● Directive
Pick out every line in the entries below that contains the word "gray" and copy each one. Case counts.

● A run of records
↓

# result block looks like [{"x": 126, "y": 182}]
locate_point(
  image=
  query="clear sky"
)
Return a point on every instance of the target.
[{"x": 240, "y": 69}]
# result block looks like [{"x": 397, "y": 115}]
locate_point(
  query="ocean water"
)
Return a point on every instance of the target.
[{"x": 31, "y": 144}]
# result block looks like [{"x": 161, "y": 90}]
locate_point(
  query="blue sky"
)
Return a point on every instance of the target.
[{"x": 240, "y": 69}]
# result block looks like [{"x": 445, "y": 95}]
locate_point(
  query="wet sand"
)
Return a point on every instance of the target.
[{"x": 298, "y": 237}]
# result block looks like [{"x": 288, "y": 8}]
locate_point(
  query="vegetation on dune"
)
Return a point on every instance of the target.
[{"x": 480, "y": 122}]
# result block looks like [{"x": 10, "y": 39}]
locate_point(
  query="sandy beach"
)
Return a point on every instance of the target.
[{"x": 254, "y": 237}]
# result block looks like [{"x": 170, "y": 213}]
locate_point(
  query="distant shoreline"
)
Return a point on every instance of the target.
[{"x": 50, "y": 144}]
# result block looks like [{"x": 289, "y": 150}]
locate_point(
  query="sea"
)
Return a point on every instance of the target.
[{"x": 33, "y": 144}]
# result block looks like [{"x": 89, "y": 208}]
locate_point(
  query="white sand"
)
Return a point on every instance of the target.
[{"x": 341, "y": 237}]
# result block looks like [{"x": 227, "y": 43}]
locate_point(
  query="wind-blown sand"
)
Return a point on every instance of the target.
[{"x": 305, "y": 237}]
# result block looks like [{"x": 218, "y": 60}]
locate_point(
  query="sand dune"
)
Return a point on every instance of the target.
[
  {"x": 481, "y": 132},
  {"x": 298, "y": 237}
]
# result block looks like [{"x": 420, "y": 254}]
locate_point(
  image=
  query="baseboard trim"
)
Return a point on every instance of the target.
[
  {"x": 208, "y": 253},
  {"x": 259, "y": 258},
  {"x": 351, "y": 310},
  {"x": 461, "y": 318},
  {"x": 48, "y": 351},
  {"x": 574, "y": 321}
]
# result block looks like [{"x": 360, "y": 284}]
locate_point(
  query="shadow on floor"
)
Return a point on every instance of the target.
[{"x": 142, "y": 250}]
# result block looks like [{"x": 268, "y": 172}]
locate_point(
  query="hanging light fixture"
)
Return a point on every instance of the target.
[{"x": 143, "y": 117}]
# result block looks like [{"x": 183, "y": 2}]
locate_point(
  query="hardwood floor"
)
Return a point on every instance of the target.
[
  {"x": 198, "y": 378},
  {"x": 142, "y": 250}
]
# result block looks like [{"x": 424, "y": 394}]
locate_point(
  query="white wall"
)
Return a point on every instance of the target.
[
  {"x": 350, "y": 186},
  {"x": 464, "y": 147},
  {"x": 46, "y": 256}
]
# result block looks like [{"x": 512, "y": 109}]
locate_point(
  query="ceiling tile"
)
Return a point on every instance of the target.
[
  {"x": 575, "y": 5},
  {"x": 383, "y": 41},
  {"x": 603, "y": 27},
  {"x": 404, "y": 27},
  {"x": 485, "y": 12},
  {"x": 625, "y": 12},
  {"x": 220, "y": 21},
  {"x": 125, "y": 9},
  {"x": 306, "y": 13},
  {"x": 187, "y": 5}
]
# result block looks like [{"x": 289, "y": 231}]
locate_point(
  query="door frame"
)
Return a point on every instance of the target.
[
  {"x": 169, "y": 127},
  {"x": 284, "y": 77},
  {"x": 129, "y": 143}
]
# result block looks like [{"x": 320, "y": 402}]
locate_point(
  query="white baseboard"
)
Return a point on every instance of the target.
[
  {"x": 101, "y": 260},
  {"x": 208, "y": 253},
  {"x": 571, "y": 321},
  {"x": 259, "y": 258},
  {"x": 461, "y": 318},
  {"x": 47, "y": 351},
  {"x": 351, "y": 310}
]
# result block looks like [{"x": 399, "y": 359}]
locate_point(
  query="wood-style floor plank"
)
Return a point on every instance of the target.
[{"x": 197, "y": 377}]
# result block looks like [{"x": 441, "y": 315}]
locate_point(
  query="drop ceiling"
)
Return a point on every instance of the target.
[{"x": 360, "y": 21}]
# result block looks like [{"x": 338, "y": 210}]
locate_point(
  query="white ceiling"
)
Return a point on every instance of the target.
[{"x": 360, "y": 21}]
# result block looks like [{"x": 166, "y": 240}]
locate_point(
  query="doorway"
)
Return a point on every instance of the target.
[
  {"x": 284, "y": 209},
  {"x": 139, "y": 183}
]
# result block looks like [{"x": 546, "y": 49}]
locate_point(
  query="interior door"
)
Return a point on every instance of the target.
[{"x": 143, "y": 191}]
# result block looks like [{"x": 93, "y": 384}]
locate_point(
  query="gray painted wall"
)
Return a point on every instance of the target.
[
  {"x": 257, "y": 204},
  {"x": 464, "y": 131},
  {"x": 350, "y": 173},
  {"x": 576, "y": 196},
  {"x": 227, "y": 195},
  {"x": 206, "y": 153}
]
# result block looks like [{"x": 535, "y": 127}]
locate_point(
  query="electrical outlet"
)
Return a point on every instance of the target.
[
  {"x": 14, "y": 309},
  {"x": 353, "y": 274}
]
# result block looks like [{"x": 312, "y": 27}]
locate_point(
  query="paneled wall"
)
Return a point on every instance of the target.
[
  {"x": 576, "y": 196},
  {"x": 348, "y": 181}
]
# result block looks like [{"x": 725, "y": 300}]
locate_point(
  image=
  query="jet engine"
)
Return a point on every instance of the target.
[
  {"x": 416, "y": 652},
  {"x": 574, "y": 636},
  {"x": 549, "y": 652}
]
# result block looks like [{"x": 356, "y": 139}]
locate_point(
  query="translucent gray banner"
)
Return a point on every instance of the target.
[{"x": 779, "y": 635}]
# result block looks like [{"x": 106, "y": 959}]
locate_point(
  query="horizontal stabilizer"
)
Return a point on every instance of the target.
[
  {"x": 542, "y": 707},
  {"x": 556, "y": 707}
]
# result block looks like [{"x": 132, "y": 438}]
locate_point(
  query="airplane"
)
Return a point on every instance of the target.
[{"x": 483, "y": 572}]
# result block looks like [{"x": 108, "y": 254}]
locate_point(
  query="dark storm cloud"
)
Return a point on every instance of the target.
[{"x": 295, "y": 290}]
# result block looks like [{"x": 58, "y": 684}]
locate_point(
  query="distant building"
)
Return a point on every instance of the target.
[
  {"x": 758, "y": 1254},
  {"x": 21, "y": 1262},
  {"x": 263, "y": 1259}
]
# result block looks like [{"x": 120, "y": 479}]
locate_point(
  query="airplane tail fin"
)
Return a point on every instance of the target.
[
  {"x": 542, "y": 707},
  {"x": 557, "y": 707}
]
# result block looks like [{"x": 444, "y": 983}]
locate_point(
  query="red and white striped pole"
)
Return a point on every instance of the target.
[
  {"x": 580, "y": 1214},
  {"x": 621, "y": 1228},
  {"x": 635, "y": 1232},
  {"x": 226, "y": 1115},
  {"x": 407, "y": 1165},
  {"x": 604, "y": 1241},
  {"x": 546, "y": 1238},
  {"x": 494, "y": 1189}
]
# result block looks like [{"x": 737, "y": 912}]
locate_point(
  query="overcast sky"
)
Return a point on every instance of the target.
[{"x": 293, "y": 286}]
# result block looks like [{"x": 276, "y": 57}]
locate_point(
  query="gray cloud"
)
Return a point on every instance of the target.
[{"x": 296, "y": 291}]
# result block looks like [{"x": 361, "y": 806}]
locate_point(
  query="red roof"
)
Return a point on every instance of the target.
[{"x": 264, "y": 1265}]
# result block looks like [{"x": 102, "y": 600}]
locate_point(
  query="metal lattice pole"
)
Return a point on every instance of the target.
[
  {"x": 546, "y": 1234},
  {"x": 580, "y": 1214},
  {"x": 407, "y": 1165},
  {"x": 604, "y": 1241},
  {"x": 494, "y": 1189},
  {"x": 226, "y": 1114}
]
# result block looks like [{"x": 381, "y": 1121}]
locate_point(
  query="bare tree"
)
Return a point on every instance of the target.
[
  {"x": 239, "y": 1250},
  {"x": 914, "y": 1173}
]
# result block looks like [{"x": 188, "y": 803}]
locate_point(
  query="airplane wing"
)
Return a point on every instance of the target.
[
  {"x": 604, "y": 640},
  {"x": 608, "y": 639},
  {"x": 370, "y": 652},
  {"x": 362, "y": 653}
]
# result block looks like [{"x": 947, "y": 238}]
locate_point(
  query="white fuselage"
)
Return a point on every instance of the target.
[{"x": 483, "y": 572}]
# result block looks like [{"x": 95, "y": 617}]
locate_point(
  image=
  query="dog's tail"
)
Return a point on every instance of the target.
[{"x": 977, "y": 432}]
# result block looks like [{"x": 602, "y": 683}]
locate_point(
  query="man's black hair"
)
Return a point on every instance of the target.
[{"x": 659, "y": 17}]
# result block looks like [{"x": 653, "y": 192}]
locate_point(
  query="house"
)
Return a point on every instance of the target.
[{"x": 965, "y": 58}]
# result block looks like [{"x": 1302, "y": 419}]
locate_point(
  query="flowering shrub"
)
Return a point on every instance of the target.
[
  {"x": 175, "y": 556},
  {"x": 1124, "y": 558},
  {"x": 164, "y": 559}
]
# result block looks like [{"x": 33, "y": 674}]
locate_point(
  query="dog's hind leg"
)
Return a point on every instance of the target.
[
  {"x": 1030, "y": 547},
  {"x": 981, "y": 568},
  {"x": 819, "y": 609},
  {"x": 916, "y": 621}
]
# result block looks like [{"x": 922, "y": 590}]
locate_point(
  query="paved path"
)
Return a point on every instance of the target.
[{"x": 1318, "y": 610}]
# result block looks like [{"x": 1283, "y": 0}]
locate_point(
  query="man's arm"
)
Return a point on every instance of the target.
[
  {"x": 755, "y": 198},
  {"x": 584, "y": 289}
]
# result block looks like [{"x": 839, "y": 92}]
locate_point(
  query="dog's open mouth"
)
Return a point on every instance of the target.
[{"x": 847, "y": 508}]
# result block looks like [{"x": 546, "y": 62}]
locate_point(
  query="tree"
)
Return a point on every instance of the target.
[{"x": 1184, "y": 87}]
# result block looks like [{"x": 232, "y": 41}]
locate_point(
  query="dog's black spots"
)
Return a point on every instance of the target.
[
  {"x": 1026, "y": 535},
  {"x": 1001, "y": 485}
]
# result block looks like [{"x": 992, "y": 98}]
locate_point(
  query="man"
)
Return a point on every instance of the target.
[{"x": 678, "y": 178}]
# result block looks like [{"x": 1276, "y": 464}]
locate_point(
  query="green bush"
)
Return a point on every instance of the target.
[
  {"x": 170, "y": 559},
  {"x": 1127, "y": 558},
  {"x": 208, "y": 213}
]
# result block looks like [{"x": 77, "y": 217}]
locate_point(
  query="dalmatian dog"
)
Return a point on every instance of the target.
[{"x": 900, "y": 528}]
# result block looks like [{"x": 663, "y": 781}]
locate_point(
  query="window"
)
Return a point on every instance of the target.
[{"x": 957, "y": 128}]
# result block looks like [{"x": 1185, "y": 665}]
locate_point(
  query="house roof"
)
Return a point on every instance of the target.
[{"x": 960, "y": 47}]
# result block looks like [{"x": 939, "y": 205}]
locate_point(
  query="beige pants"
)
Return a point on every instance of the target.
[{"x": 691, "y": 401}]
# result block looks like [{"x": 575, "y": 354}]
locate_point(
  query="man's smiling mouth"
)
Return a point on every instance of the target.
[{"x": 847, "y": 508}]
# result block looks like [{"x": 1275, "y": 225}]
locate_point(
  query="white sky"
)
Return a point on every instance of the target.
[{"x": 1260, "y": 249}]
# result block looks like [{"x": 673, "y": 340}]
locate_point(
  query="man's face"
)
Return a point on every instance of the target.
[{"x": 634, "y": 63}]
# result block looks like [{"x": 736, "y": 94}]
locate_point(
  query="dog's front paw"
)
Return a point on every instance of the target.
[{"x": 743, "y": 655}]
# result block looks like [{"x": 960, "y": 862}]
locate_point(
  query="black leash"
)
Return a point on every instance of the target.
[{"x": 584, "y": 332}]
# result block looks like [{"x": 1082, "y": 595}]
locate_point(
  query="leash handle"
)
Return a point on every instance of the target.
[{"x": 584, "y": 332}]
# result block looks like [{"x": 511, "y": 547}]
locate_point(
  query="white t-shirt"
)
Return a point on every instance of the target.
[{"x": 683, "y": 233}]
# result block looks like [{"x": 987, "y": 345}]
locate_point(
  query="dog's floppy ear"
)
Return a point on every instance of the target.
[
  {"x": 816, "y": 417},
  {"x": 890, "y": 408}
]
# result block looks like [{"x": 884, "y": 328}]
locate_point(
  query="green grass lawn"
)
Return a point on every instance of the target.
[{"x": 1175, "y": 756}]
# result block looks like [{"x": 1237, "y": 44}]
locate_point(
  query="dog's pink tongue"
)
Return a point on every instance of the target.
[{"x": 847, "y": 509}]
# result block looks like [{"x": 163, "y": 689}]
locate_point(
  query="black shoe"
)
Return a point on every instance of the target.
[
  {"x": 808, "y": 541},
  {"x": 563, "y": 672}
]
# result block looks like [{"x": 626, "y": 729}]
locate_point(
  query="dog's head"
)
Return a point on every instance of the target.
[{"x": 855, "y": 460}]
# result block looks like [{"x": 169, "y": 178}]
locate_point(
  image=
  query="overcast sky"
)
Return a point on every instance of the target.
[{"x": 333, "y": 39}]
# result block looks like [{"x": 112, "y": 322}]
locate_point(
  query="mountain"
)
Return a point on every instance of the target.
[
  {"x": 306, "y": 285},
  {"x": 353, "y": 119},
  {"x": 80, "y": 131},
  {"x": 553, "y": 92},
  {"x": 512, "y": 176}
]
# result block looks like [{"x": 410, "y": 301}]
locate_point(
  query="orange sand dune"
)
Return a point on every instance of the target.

↑

● Completed task
  query="gray painted wall"
  query="translucent gray banner"
  query="gray cloud"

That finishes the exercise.